• _Available records_:
---

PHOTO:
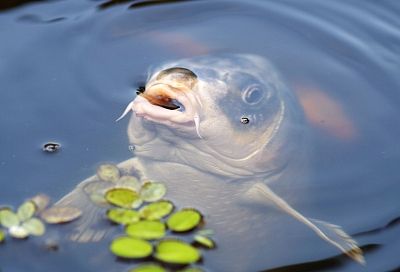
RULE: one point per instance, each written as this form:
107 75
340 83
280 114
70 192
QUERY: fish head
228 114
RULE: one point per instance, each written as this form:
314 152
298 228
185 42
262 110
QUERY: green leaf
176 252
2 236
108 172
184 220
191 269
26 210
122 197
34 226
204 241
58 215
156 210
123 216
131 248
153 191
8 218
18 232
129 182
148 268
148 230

---

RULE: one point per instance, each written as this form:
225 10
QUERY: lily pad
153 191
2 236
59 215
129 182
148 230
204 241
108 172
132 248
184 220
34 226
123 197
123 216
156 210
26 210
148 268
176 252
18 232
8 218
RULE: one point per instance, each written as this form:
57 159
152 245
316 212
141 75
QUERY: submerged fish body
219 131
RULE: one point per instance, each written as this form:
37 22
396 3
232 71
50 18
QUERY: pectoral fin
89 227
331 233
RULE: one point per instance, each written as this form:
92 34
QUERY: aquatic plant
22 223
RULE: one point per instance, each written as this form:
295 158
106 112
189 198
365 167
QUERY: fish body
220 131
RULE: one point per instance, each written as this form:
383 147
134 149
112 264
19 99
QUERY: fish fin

---

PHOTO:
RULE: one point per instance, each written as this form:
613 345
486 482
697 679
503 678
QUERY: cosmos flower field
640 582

---

• _Task to complete_: From the records above, repeat exactly the lines from the one with "QUERY: pectoral fin" through the one with "QUERY: fish fin", both included.

• _Answer to the exercise_:
QUERY: pectoral fin
89 227
331 233
RULE: one point per instance, each written as this form:
92 34
QUERY: aquatic plant
22 223
RULE: one point per instance, each written as this form:
295 158
106 112
189 198
365 167
QUERY: fish body
220 131
RULE: one point per instance, each written as this form:
383 147
134 149
112 264
19 99
QUERY: fish fin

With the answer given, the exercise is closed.